▸ **WHAT IS BEING ASKED**: Find each line in the records below that contains the word "grass" and copy those lines.

____ DATA SUPPLIED

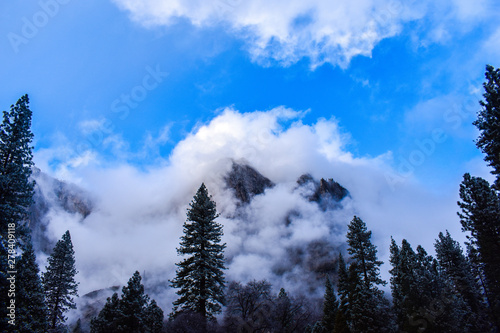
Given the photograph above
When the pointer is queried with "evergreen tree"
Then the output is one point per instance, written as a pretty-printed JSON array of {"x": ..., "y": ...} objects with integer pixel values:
[
  {"x": 248, "y": 306},
  {"x": 341, "y": 325},
  {"x": 31, "y": 313},
  {"x": 109, "y": 317},
  {"x": 200, "y": 277},
  {"x": 16, "y": 189},
  {"x": 488, "y": 121},
  {"x": 132, "y": 313},
  {"x": 364, "y": 253},
  {"x": 16, "y": 161},
  {"x": 422, "y": 297},
  {"x": 330, "y": 307},
  {"x": 459, "y": 272},
  {"x": 153, "y": 318},
  {"x": 365, "y": 307},
  {"x": 480, "y": 216},
  {"x": 59, "y": 281},
  {"x": 132, "y": 303},
  {"x": 78, "y": 327}
]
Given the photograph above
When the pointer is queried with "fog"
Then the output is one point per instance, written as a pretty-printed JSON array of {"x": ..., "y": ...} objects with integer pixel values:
[{"x": 138, "y": 212}]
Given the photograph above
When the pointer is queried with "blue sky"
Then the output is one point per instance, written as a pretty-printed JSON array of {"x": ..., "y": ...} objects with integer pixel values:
[
  {"x": 390, "y": 73},
  {"x": 141, "y": 101}
]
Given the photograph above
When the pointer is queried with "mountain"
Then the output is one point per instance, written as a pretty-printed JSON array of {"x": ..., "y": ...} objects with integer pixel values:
[
  {"x": 326, "y": 193},
  {"x": 289, "y": 233},
  {"x": 52, "y": 195},
  {"x": 246, "y": 182}
]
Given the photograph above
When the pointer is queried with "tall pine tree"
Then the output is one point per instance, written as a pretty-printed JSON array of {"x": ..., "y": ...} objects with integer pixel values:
[
  {"x": 59, "y": 281},
  {"x": 16, "y": 188},
  {"x": 132, "y": 313},
  {"x": 480, "y": 217},
  {"x": 422, "y": 297},
  {"x": 200, "y": 277},
  {"x": 330, "y": 307},
  {"x": 458, "y": 271},
  {"x": 364, "y": 304},
  {"x": 31, "y": 308},
  {"x": 488, "y": 121}
]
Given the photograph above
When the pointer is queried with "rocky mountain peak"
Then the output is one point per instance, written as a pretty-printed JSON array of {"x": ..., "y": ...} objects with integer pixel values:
[
  {"x": 246, "y": 182},
  {"x": 53, "y": 194},
  {"x": 326, "y": 192}
]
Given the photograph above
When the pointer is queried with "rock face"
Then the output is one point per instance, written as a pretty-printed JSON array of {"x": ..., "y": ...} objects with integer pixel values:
[
  {"x": 327, "y": 193},
  {"x": 246, "y": 182},
  {"x": 53, "y": 195}
]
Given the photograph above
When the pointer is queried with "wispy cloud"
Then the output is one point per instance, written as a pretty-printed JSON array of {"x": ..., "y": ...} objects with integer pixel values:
[
  {"x": 138, "y": 217},
  {"x": 321, "y": 30}
]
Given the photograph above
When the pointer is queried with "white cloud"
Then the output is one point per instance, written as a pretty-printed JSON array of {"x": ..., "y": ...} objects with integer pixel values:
[
  {"x": 285, "y": 31},
  {"x": 322, "y": 30},
  {"x": 138, "y": 217}
]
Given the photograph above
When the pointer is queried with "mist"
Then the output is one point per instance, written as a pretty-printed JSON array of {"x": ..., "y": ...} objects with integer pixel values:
[{"x": 138, "y": 212}]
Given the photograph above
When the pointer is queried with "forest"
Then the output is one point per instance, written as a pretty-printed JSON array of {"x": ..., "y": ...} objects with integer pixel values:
[{"x": 457, "y": 290}]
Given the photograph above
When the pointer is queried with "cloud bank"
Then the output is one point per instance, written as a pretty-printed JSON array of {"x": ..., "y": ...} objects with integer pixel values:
[
  {"x": 138, "y": 216},
  {"x": 324, "y": 31}
]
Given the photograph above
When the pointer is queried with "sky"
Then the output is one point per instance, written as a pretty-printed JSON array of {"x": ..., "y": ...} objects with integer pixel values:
[{"x": 140, "y": 101}]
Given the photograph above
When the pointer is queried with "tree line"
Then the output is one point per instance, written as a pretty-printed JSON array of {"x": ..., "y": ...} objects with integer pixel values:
[{"x": 455, "y": 291}]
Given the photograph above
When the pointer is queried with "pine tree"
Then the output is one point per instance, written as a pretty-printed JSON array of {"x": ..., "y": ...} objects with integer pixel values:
[
  {"x": 132, "y": 303},
  {"x": 132, "y": 313},
  {"x": 459, "y": 272},
  {"x": 330, "y": 307},
  {"x": 16, "y": 161},
  {"x": 341, "y": 325},
  {"x": 248, "y": 306},
  {"x": 366, "y": 309},
  {"x": 31, "y": 313},
  {"x": 59, "y": 281},
  {"x": 200, "y": 276},
  {"x": 153, "y": 318},
  {"x": 480, "y": 216},
  {"x": 422, "y": 297},
  {"x": 488, "y": 121},
  {"x": 16, "y": 189},
  {"x": 109, "y": 317}
]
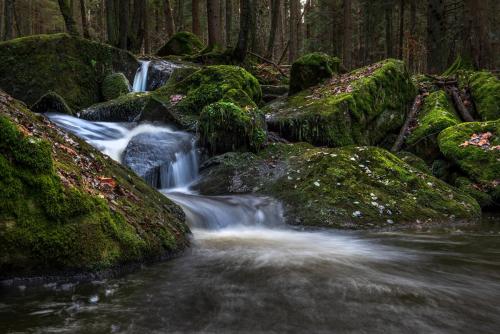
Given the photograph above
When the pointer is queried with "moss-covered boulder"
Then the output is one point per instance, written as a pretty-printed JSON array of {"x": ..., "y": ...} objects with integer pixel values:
[
  {"x": 181, "y": 44},
  {"x": 348, "y": 187},
  {"x": 225, "y": 127},
  {"x": 311, "y": 69},
  {"x": 436, "y": 114},
  {"x": 361, "y": 107},
  {"x": 475, "y": 149},
  {"x": 114, "y": 86},
  {"x": 65, "y": 207},
  {"x": 186, "y": 99},
  {"x": 72, "y": 67},
  {"x": 484, "y": 87},
  {"x": 51, "y": 102}
]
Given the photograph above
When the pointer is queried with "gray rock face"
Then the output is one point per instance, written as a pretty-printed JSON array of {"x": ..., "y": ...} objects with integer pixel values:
[
  {"x": 164, "y": 159},
  {"x": 159, "y": 72}
]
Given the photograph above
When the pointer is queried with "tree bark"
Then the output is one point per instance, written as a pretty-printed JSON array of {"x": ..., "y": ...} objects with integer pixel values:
[
  {"x": 85, "y": 23},
  {"x": 214, "y": 23},
  {"x": 124, "y": 20},
  {"x": 69, "y": 21},
  {"x": 347, "y": 47},
  {"x": 275, "y": 17},
  {"x": 240, "y": 51},
  {"x": 229, "y": 21}
]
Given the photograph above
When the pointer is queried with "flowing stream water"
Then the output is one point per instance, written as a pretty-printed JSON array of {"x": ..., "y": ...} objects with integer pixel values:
[{"x": 248, "y": 272}]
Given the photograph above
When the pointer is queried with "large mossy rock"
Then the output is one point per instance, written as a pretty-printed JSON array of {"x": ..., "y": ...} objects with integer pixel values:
[
  {"x": 72, "y": 67},
  {"x": 475, "y": 149},
  {"x": 182, "y": 43},
  {"x": 348, "y": 187},
  {"x": 114, "y": 86},
  {"x": 484, "y": 87},
  {"x": 65, "y": 207},
  {"x": 361, "y": 107},
  {"x": 311, "y": 69},
  {"x": 185, "y": 99},
  {"x": 436, "y": 114},
  {"x": 225, "y": 127}
]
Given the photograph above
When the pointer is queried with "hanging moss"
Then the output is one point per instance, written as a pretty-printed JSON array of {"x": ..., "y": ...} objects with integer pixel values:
[
  {"x": 361, "y": 107},
  {"x": 57, "y": 215},
  {"x": 114, "y": 86},
  {"x": 311, "y": 69},
  {"x": 72, "y": 67},
  {"x": 480, "y": 164},
  {"x": 436, "y": 114},
  {"x": 181, "y": 44},
  {"x": 224, "y": 127},
  {"x": 349, "y": 187},
  {"x": 51, "y": 102}
]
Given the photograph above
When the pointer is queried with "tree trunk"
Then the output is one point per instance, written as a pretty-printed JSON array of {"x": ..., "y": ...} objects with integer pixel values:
[
  {"x": 229, "y": 21},
  {"x": 347, "y": 48},
  {"x": 69, "y": 21},
  {"x": 214, "y": 23},
  {"x": 436, "y": 55},
  {"x": 401, "y": 28},
  {"x": 124, "y": 20},
  {"x": 169, "y": 18},
  {"x": 275, "y": 17},
  {"x": 240, "y": 51},
  {"x": 293, "y": 32},
  {"x": 85, "y": 23},
  {"x": 195, "y": 12}
]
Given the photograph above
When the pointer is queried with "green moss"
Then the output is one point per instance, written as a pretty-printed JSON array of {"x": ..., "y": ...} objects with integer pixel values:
[
  {"x": 55, "y": 214},
  {"x": 69, "y": 66},
  {"x": 480, "y": 164},
  {"x": 485, "y": 91},
  {"x": 436, "y": 115},
  {"x": 114, "y": 86},
  {"x": 361, "y": 107},
  {"x": 311, "y": 69},
  {"x": 348, "y": 187},
  {"x": 181, "y": 44},
  {"x": 208, "y": 85},
  {"x": 224, "y": 127}
]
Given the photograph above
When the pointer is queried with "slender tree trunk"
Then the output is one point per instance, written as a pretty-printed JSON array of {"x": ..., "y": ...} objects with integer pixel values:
[
  {"x": 347, "y": 34},
  {"x": 214, "y": 23},
  {"x": 275, "y": 17},
  {"x": 69, "y": 21},
  {"x": 85, "y": 23},
  {"x": 436, "y": 55},
  {"x": 246, "y": 8},
  {"x": 401, "y": 27},
  {"x": 293, "y": 33},
  {"x": 229, "y": 21},
  {"x": 124, "y": 22}
]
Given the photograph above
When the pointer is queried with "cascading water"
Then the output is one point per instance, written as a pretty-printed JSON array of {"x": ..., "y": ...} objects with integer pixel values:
[{"x": 141, "y": 77}]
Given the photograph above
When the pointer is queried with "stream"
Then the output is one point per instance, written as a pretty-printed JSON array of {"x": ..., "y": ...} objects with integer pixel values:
[{"x": 249, "y": 272}]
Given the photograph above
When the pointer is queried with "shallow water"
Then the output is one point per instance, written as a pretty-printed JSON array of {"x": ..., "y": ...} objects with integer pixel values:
[{"x": 248, "y": 272}]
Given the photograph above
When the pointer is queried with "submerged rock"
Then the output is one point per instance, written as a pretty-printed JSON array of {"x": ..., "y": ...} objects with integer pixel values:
[
  {"x": 225, "y": 127},
  {"x": 72, "y": 67},
  {"x": 475, "y": 149},
  {"x": 311, "y": 69},
  {"x": 151, "y": 155},
  {"x": 348, "y": 187},
  {"x": 436, "y": 115},
  {"x": 114, "y": 86},
  {"x": 64, "y": 206},
  {"x": 361, "y": 107},
  {"x": 181, "y": 44},
  {"x": 51, "y": 102}
]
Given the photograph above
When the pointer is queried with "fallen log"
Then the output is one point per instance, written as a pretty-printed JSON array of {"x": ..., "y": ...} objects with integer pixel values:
[{"x": 417, "y": 104}]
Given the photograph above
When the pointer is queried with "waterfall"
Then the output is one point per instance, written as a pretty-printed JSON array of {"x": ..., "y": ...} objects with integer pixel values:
[{"x": 141, "y": 77}]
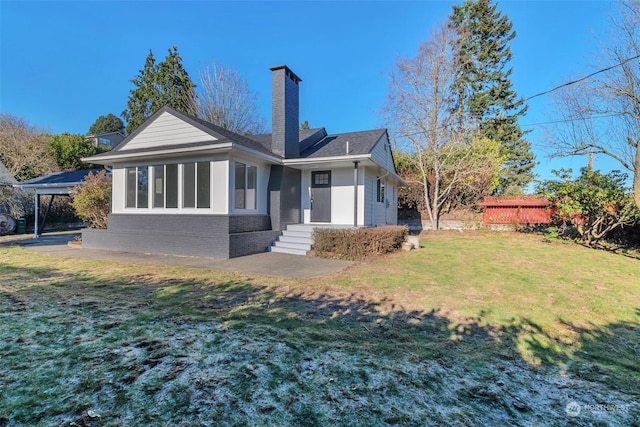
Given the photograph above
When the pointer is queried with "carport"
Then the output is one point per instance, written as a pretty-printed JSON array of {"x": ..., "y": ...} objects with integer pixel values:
[{"x": 55, "y": 184}]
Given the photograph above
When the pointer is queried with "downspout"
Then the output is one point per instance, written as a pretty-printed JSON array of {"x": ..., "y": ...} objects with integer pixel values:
[
  {"x": 37, "y": 215},
  {"x": 384, "y": 204},
  {"x": 355, "y": 194}
]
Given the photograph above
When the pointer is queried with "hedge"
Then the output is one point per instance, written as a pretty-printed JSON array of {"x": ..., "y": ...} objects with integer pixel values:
[{"x": 358, "y": 243}]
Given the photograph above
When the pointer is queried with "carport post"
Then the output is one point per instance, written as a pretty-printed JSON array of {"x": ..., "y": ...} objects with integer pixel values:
[
  {"x": 355, "y": 194},
  {"x": 36, "y": 214}
]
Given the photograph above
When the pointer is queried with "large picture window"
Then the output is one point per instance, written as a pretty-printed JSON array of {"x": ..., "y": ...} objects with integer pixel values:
[
  {"x": 246, "y": 184},
  {"x": 160, "y": 185}
]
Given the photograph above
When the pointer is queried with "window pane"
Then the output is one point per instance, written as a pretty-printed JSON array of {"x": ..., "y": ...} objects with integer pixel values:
[
  {"x": 189, "y": 185},
  {"x": 143, "y": 187},
  {"x": 131, "y": 188},
  {"x": 239, "y": 187},
  {"x": 204, "y": 184},
  {"x": 172, "y": 186},
  {"x": 158, "y": 186},
  {"x": 252, "y": 181}
]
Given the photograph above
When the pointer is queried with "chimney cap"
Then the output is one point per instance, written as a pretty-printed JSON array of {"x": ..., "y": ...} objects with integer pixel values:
[{"x": 287, "y": 71}]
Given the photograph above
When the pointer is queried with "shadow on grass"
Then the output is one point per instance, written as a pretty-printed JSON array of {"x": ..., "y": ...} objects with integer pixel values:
[{"x": 124, "y": 310}]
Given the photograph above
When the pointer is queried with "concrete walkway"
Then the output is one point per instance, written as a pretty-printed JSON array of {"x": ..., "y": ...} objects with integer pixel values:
[{"x": 266, "y": 264}]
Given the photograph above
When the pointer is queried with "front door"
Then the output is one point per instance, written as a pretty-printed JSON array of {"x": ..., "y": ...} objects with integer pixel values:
[{"x": 321, "y": 196}]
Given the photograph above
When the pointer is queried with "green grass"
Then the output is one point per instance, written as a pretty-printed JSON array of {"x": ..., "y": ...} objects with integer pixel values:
[{"x": 472, "y": 329}]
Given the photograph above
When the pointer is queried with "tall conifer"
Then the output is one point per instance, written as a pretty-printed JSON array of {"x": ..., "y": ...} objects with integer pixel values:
[
  {"x": 156, "y": 85},
  {"x": 486, "y": 100}
]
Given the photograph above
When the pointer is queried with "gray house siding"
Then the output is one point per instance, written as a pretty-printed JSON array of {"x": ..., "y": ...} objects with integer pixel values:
[{"x": 217, "y": 236}]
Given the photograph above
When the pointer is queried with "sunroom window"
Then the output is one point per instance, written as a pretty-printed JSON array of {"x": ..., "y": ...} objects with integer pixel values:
[
  {"x": 161, "y": 184},
  {"x": 246, "y": 184},
  {"x": 137, "y": 184}
]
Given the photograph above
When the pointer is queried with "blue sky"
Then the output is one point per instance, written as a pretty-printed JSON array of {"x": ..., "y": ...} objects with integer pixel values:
[{"x": 63, "y": 64}]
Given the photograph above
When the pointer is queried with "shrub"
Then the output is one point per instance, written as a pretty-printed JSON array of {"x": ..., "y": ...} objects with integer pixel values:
[
  {"x": 354, "y": 244},
  {"x": 92, "y": 199},
  {"x": 593, "y": 204}
]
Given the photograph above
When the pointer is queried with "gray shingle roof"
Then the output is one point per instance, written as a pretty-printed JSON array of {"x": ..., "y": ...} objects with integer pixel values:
[
  {"x": 336, "y": 145},
  {"x": 221, "y": 135},
  {"x": 5, "y": 176}
]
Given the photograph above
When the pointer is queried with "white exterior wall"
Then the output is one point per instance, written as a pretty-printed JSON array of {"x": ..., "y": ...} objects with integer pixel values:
[
  {"x": 167, "y": 130},
  {"x": 118, "y": 189},
  {"x": 341, "y": 196},
  {"x": 381, "y": 153},
  {"x": 380, "y": 213}
]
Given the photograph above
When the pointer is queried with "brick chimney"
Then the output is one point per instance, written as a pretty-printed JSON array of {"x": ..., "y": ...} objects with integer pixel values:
[{"x": 284, "y": 112}]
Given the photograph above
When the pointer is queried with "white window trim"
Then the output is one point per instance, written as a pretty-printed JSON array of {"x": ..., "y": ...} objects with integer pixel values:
[{"x": 232, "y": 173}]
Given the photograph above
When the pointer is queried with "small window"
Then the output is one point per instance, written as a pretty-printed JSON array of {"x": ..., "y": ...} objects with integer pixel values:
[
  {"x": 131, "y": 183},
  {"x": 380, "y": 191},
  {"x": 321, "y": 178},
  {"x": 189, "y": 185},
  {"x": 204, "y": 184},
  {"x": 245, "y": 188},
  {"x": 172, "y": 186},
  {"x": 143, "y": 187},
  {"x": 252, "y": 183},
  {"x": 158, "y": 186}
]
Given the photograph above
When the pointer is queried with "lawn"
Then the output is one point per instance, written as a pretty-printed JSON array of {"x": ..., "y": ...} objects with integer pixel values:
[{"x": 473, "y": 329}]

________

▸ **CORRECT ANSWER**:
When the pointer is queried with "shadow on grass"
When the pointer is queried with "green grass"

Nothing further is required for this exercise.